[Start STORED RECORDS]

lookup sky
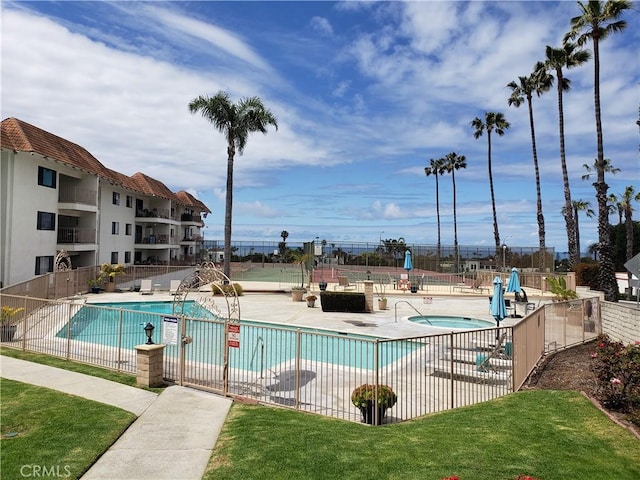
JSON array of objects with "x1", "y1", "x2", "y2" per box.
[{"x1": 0, "y1": 0, "x2": 640, "y2": 252}]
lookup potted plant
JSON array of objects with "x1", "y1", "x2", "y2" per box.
[
  {"x1": 291, "y1": 287, "x2": 307, "y2": 302},
  {"x1": 378, "y1": 297, "x2": 387, "y2": 310},
  {"x1": 351, "y1": 383, "x2": 398, "y2": 425},
  {"x1": 87, "y1": 277, "x2": 102, "y2": 293},
  {"x1": 100, "y1": 263, "x2": 124, "y2": 292},
  {"x1": 305, "y1": 295, "x2": 318, "y2": 308},
  {"x1": 0, "y1": 305, "x2": 24, "y2": 342},
  {"x1": 547, "y1": 277, "x2": 578, "y2": 302}
]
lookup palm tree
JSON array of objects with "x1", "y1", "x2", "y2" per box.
[
  {"x1": 582, "y1": 158, "x2": 620, "y2": 180},
  {"x1": 582, "y1": 158, "x2": 622, "y2": 223},
  {"x1": 507, "y1": 62, "x2": 552, "y2": 272},
  {"x1": 471, "y1": 112, "x2": 511, "y2": 270},
  {"x1": 571, "y1": 200, "x2": 595, "y2": 255},
  {"x1": 444, "y1": 152, "x2": 467, "y2": 273},
  {"x1": 564, "y1": 0, "x2": 631, "y2": 302},
  {"x1": 424, "y1": 158, "x2": 445, "y2": 271},
  {"x1": 620, "y1": 185, "x2": 640, "y2": 299},
  {"x1": 189, "y1": 91, "x2": 278, "y2": 277},
  {"x1": 544, "y1": 43, "x2": 590, "y2": 265},
  {"x1": 607, "y1": 193, "x2": 624, "y2": 225}
]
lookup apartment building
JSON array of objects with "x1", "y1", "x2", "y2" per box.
[{"x1": 0, "y1": 118, "x2": 211, "y2": 286}]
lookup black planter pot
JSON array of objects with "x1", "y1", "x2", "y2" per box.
[
  {"x1": 0, "y1": 325, "x2": 18, "y2": 342},
  {"x1": 360, "y1": 402, "x2": 387, "y2": 425}
]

[End STORED RECORDS]

_WORK TO DO:_ Reproduce all of the rows above word for word, but leave the picture out.

_CORRECT RESPONSE:_
lookup sky
JSON array of objects with "x1", "y1", "x2", "y2" per box.
[{"x1": 0, "y1": 0, "x2": 640, "y2": 252}]
lookup potted plant
JSON array of objects with "x1", "y1", "x2", "y2" per box.
[
  {"x1": 291, "y1": 287, "x2": 307, "y2": 302},
  {"x1": 378, "y1": 297, "x2": 387, "y2": 310},
  {"x1": 351, "y1": 383, "x2": 398, "y2": 425},
  {"x1": 87, "y1": 277, "x2": 102, "y2": 293},
  {"x1": 100, "y1": 263, "x2": 124, "y2": 292},
  {"x1": 305, "y1": 295, "x2": 318, "y2": 308},
  {"x1": 0, "y1": 305, "x2": 24, "y2": 342},
  {"x1": 547, "y1": 277, "x2": 578, "y2": 302}
]
lookup palm tree
JSON array of objects with "x1", "y1", "x2", "y2" per box.
[
  {"x1": 582, "y1": 158, "x2": 620, "y2": 180},
  {"x1": 582, "y1": 158, "x2": 622, "y2": 223},
  {"x1": 507, "y1": 62, "x2": 552, "y2": 272},
  {"x1": 471, "y1": 112, "x2": 511, "y2": 270},
  {"x1": 571, "y1": 200, "x2": 595, "y2": 255},
  {"x1": 444, "y1": 152, "x2": 467, "y2": 273},
  {"x1": 564, "y1": 0, "x2": 631, "y2": 302},
  {"x1": 424, "y1": 158, "x2": 445, "y2": 271},
  {"x1": 620, "y1": 185, "x2": 640, "y2": 299},
  {"x1": 189, "y1": 91, "x2": 278, "y2": 277},
  {"x1": 544, "y1": 43, "x2": 590, "y2": 265},
  {"x1": 607, "y1": 193, "x2": 624, "y2": 225}
]
lookup apartment building
JSON array of objects with "x1", "y1", "x2", "y2" per box.
[{"x1": 0, "y1": 118, "x2": 211, "y2": 286}]
lookup black planter pot
JSON array of objects with "x1", "y1", "x2", "y2" per box.
[
  {"x1": 0, "y1": 325, "x2": 18, "y2": 342},
  {"x1": 360, "y1": 402, "x2": 387, "y2": 425}
]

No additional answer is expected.